* START *

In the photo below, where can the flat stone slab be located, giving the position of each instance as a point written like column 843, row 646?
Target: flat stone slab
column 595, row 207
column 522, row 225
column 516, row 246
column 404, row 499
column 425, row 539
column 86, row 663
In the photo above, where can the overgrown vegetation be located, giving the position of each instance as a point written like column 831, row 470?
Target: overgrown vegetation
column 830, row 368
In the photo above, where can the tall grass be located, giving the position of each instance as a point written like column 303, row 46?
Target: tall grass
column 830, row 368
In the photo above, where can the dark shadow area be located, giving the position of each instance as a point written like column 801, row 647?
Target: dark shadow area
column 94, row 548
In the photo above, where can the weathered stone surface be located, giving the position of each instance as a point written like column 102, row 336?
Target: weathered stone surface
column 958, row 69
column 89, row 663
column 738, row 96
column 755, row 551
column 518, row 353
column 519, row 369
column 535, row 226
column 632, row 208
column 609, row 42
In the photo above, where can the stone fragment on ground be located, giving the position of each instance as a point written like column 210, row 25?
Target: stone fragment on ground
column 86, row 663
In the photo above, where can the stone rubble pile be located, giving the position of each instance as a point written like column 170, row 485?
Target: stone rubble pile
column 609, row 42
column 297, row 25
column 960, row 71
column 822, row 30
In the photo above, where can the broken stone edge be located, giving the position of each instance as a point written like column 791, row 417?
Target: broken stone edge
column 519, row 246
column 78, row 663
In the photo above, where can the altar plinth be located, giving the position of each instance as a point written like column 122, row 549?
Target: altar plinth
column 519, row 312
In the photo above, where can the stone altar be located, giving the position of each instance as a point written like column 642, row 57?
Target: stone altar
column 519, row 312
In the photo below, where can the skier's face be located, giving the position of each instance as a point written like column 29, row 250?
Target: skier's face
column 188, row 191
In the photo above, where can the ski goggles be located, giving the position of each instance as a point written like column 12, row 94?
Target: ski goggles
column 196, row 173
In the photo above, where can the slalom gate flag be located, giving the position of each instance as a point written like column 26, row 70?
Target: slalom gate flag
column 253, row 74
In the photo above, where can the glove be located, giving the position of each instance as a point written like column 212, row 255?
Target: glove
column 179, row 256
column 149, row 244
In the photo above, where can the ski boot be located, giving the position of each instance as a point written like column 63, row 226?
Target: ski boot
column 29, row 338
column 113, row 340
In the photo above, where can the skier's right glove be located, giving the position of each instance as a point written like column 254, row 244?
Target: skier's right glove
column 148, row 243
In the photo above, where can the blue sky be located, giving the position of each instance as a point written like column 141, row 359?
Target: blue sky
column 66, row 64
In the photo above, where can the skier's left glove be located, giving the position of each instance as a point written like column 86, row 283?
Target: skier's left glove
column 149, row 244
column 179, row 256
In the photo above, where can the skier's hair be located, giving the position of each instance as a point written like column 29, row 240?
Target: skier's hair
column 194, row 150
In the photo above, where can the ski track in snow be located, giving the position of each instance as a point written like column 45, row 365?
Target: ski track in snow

* END *

Work instructions
Copy out the lines of the records between the line holding "In the photo above, where can the weathered" and the line holding "column 253, row 74", inclusive.

Solution to this problem
In the photo above, where can the weathered stone surface be located, giving the position of each instance as a point written like column 102, row 336?
Target: weathered stone surface
column 958, row 69
column 89, row 663
column 738, row 96
column 755, row 551
column 518, row 353
column 519, row 369
column 535, row 226
column 632, row 208
column 609, row 42
In the photo above, where can the stone fragment on ground be located, giving the position of each instance as a point written like column 210, row 25?
Target: stone fragment on ground
column 86, row 663
In the photo above, where can the stone rubble pile be located, giving the position of each instance as a point written like column 170, row 485?
Target: stone rubble pile
column 609, row 42
column 297, row 25
column 960, row 71
column 822, row 30
In the photo above, where can the broken stone edge be located, giving the position of each instance as a point written like column 791, row 417?
Target: broken stone edge
column 519, row 246
column 78, row 663
In the photo above, where can the altar plinth be located, giving the position of each instance as a point written like column 122, row 549?
Target: altar plinth
column 519, row 312
In the photo above, where can the stone altar be located, giving the position of each instance as a point written like column 642, row 57?
Target: stone altar
column 519, row 312
In the photo below, where can the skier's face be located, giving the position of each instance as a point written like column 29, row 250?
Target: skier's face
column 188, row 191
In the photo above, where can the ski goggles be located, giving the position of each instance as a point written like column 12, row 94?
Target: ski goggles
column 196, row 173
In the photo above, where can the slalom gate flag be located, giving the position of each instance as a point written like column 26, row 70?
Target: slalom gate flag
column 253, row 74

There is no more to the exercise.